### Goal of the exercise
An exact copy of all the entries is what is needed here.

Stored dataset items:
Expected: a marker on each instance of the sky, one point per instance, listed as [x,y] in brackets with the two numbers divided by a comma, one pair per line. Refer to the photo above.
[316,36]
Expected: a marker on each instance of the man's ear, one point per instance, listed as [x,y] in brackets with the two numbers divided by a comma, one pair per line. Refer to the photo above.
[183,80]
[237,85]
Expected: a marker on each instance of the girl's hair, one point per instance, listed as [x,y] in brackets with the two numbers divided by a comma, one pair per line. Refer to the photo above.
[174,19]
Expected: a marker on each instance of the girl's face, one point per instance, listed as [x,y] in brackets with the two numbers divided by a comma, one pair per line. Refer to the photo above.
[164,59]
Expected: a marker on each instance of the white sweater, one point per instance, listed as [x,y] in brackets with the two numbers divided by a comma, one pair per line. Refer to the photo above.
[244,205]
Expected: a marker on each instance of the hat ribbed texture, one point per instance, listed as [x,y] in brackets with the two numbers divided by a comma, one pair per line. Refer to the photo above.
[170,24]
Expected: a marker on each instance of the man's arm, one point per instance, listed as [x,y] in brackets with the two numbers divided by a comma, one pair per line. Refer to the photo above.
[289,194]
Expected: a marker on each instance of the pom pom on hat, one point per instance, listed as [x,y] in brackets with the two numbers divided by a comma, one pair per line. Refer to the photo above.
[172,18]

### Answer box
Expected: a marker on each instance of the sky, one point per instance, listed as [x,y] in brackets with the two numbers divided by a comma, one pair per line. Refer to the photo above.
[316,36]
Expected: a marker on each instance of the man's ear, one point per instance, listed as [x,y] in brackets with the two numbers divided by a comma, one pair per line. Refer to the photo above.
[183,80]
[237,85]
Expected: a marker on each instance of the girl's hair, one point per instance, listed as [x,y] in brackets with the two numbers divided by a comma, one pair per line. Refer to the photo above.
[174,19]
Expected: a marker on each instance of the girl's face, one point per instance, listed as [x,y] in brackets with the two numbers divided by a comma, one pair per line. Refer to the photo above.
[164,59]
Expected: a marker on each instance of the white sweater, one point per instance, listed as [x,y] in brackets with the two numbers divided by a comma, one pair per line. Refer to the photo above.
[244,205]
Expected: a marker on each instance of the hat ribbed texture, one point per instance, listed as [x,y] in brackets with the two numbers divided by a comma, one pair per line. Refer to the photo above.
[170,24]
Expected: a marker on each instance of the man's arm, one point per instance, listed as [x,y] in brackets with the two numbers divided by a comma, one pair per line. Refer to the photo above.
[289,194]
Expected: a marker on each instance of the pom pom on hat, one point per instance, listed as [x,y] in brackets with the two numbers divided by a comma, one pair per line. Refer to the photo above.
[172,18]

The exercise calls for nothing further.